*** Opening of Dataset records ***

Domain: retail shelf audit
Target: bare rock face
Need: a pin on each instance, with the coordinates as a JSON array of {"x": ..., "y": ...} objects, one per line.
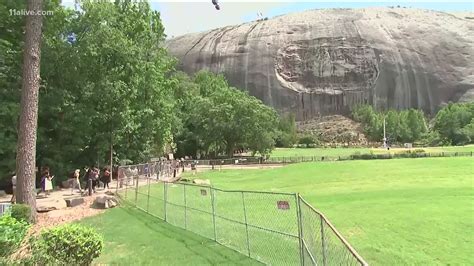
[{"x": 322, "y": 62}]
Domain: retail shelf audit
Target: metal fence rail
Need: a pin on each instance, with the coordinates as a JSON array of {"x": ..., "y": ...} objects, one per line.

*** Close of Dataset records ***

▶ Prompt:
From the first line to the last, repeat the records exactly, leaving out the pictures.

▶ Solution to the problem:
Domain: retail shelf audit
Target: bare rock face
Need: a pin on each instance, with the coordinates as a JSON array of {"x": ..., "y": ...} objects, one per line.
[{"x": 322, "y": 62}]
Domain: retail shelf audit
Target: metal fence rail
Need: a pin on each instance, with the coordinates as a JSON array of {"x": ..., "y": ...} objects, one per line.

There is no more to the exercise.